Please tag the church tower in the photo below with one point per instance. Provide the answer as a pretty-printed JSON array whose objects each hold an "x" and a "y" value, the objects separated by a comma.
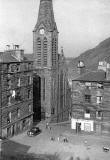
[{"x": 45, "y": 50}]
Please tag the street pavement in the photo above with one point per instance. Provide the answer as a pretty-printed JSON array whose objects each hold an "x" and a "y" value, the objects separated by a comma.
[{"x": 83, "y": 146}]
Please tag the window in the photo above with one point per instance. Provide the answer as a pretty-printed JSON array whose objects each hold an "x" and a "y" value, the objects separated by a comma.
[
  {"x": 43, "y": 88},
  {"x": 18, "y": 112},
  {"x": 29, "y": 80},
  {"x": 39, "y": 52},
  {"x": 18, "y": 96},
  {"x": 9, "y": 100},
  {"x": 9, "y": 83},
  {"x": 18, "y": 83},
  {"x": 9, "y": 117},
  {"x": 87, "y": 113},
  {"x": 30, "y": 108},
  {"x": 100, "y": 85},
  {"x": 45, "y": 52},
  {"x": 99, "y": 114},
  {"x": 29, "y": 94},
  {"x": 99, "y": 99},
  {"x": 54, "y": 51},
  {"x": 53, "y": 111},
  {"x": 88, "y": 98}
]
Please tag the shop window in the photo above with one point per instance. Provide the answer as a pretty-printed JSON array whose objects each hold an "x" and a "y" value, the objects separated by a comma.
[
  {"x": 9, "y": 117},
  {"x": 88, "y": 98},
  {"x": 99, "y": 99},
  {"x": 18, "y": 112}
]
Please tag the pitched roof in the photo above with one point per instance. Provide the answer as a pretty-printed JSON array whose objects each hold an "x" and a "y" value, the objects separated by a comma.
[
  {"x": 94, "y": 76},
  {"x": 29, "y": 57},
  {"x": 7, "y": 57},
  {"x": 46, "y": 15}
]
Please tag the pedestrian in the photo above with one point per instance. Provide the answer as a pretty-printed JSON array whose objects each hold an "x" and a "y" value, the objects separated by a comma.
[{"x": 47, "y": 125}]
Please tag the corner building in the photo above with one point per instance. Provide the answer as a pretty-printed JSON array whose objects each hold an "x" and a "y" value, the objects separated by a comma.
[
  {"x": 46, "y": 58},
  {"x": 16, "y": 92}
]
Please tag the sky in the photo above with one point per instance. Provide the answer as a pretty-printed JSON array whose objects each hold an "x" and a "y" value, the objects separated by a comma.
[{"x": 82, "y": 24}]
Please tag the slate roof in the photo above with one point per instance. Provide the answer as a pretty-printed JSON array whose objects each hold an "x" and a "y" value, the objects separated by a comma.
[
  {"x": 7, "y": 58},
  {"x": 94, "y": 76},
  {"x": 29, "y": 57}
]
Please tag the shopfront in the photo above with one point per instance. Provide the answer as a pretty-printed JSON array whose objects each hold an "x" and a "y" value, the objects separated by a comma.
[{"x": 82, "y": 125}]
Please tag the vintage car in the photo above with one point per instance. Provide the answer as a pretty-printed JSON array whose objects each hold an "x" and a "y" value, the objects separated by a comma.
[{"x": 33, "y": 131}]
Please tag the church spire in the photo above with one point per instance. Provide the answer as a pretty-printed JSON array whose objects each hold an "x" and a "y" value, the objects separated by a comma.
[{"x": 46, "y": 16}]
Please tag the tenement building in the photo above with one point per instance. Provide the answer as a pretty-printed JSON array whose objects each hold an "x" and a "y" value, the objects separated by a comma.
[
  {"x": 16, "y": 92},
  {"x": 48, "y": 77},
  {"x": 91, "y": 100}
]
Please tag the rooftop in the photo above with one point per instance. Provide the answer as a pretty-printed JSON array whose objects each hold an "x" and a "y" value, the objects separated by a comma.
[{"x": 94, "y": 76}]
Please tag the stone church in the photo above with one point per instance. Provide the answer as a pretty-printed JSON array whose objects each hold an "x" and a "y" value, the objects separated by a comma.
[{"x": 52, "y": 95}]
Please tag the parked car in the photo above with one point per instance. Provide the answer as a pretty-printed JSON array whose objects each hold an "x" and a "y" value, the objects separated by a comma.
[
  {"x": 3, "y": 138},
  {"x": 33, "y": 131}
]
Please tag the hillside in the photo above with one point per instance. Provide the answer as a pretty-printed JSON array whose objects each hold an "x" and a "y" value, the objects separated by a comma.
[{"x": 90, "y": 58}]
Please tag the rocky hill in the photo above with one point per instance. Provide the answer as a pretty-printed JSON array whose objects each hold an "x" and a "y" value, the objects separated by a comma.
[{"x": 90, "y": 58}]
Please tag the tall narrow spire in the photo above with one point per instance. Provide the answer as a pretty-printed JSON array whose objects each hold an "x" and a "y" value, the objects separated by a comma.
[{"x": 46, "y": 16}]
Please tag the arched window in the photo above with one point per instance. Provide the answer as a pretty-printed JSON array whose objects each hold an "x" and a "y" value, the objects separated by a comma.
[
  {"x": 54, "y": 51},
  {"x": 39, "y": 52},
  {"x": 45, "y": 52}
]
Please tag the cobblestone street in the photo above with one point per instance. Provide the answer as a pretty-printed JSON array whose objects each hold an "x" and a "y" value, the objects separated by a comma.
[{"x": 82, "y": 146}]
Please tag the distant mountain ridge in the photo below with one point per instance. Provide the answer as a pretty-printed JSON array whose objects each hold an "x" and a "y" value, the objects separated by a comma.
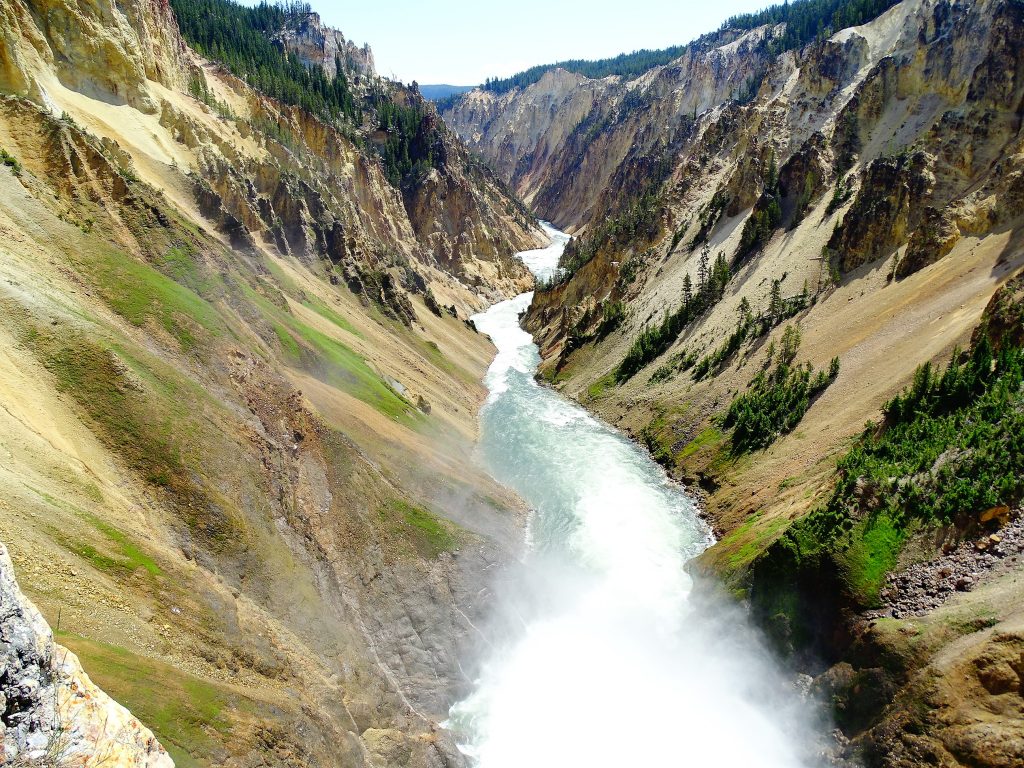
[{"x": 442, "y": 90}]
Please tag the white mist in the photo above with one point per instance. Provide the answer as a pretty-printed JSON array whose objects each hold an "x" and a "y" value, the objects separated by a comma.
[{"x": 603, "y": 659}]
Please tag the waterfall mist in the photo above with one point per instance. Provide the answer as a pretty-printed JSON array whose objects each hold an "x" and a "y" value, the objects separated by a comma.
[{"x": 602, "y": 654}]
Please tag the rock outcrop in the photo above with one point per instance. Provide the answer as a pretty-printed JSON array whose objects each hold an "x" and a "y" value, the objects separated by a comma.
[
  {"x": 51, "y": 714},
  {"x": 318, "y": 45}
]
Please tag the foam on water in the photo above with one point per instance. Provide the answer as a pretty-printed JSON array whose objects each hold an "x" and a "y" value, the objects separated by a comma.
[{"x": 610, "y": 664}]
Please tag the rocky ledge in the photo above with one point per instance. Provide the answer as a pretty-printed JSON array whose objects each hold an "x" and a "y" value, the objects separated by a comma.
[
  {"x": 926, "y": 586},
  {"x": 50, "y": 713}
]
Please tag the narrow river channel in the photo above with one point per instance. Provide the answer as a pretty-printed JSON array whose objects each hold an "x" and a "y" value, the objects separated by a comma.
[{"x": 606, "y": 659}]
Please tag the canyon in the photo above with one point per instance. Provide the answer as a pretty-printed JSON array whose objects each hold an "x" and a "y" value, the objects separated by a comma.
[
  {"x": 268, "y": 494},
  {"x": 853, "y": 199}
]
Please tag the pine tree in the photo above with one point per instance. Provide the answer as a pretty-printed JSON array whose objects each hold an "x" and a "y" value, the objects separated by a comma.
[
  {"x": 704, "y": 267},
  {"x": 775, "y": 301}
]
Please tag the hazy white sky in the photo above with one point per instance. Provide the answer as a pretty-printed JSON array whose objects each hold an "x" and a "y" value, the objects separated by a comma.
[{"x": 462, "y": 42}]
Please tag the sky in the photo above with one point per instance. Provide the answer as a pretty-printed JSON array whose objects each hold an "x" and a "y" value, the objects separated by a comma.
[{"x": 463, "y": 42}]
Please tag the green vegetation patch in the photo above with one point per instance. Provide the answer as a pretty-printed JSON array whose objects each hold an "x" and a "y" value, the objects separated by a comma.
[
  {"x": 131, "y": 555},
  {"x": 775, "y": 403},
  {"x": 750, "y": 540},
  {"x": 331, "y": 315},
  {"x": 428, "y": 534},
  {"x": 331, "y": 360},
  {"x": 187, "y": 715},
  {"x": 10, "y": 162},
  {"x": 94, "y": 378},
  {"x": 951, "y": 446},
  {"x": 654, "y": 340},
  {"x": 138, "y": 293}
]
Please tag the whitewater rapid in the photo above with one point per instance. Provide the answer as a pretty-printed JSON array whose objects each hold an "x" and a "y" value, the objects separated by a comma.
[{"x": 602, "y": 657}]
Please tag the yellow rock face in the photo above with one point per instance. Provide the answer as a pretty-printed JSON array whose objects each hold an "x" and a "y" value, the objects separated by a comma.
[{"x": 62, "y": 717}]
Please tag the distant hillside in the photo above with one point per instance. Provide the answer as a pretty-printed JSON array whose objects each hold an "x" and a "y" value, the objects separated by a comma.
[
  {"x": 434, "y": 92},
  {"x": 806, "y": 20}
]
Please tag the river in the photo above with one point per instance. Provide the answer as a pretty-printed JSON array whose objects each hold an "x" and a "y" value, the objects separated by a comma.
[{"x": 602, "y": 656}]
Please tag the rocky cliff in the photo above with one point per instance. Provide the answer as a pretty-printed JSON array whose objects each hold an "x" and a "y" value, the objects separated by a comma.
[
  {"x": 52, "y": 713},
  {"x": 755, "y": 208},
  {"x": 240, "y": 393}
]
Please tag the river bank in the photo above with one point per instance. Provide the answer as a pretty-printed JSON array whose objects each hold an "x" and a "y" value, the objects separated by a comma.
[{"x": 601, "y": 608}]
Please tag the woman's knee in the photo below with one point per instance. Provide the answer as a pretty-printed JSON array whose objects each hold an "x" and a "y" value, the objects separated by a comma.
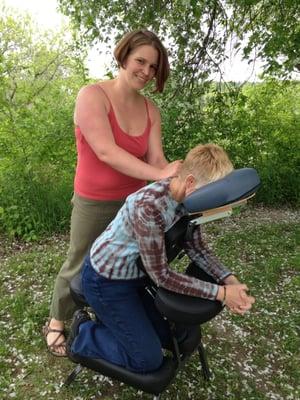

- **Do this**
Please select every line of the listing above that contains the word "rooftop".

- **Complete output**
Please tag the rooftop in the photo above with one point per instance. Provide the answer as a pretty-printed JSON array whose objects each hold an "x" and a "y" value, the objects separated by a comma.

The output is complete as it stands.